[Dataset excerpts on pointing at objects]
=-=-=

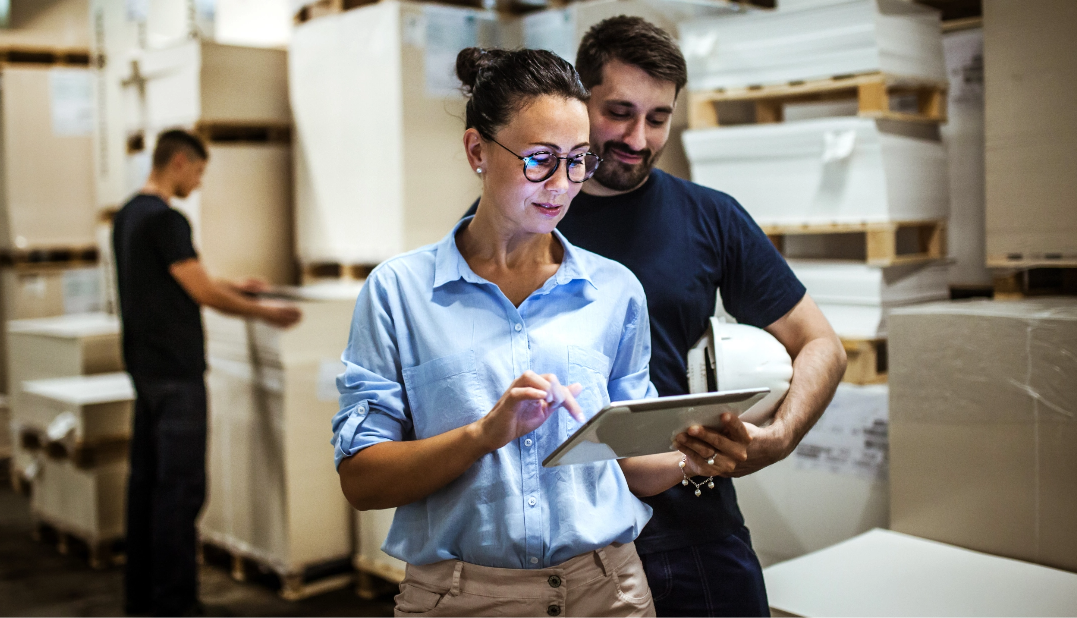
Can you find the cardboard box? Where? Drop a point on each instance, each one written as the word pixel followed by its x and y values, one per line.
pixel 46 24
pixel 1030 62
pixel 203 82
pixel 890 575
pixel 83 409
pixel 830 489
pixel 245 212
pixel 825 170
pixel 772 47
pixel 274 493
pixel 47 197
pixel 87 503
pixel 963 137
pixel 982 426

=-=-=

**What is expected**:
Convert the data above into a JSON list of strings with one string per line, skipping blank lines and leaving out the pictures.

**Problem solution**:
[
  "Can you find the cardboard box? Where? Drop a point on each instance, each one written as the word pixel followed by its x and y values, one per line.",
  "pixel 46 24",
  "pixel 1030 62",
  "pixel 203 82",
  "pixel 890 575",
  "pixel 83 409",
  "pixel 830 489",
  "pixel 245 212",
  "pixel 825 170",
  "pixel 772 47",
  "pixel 274 493",
  "pixel 47 197",
  "pixel 87 503",
  "pixel 963 137",
  "pixel 982 426"
]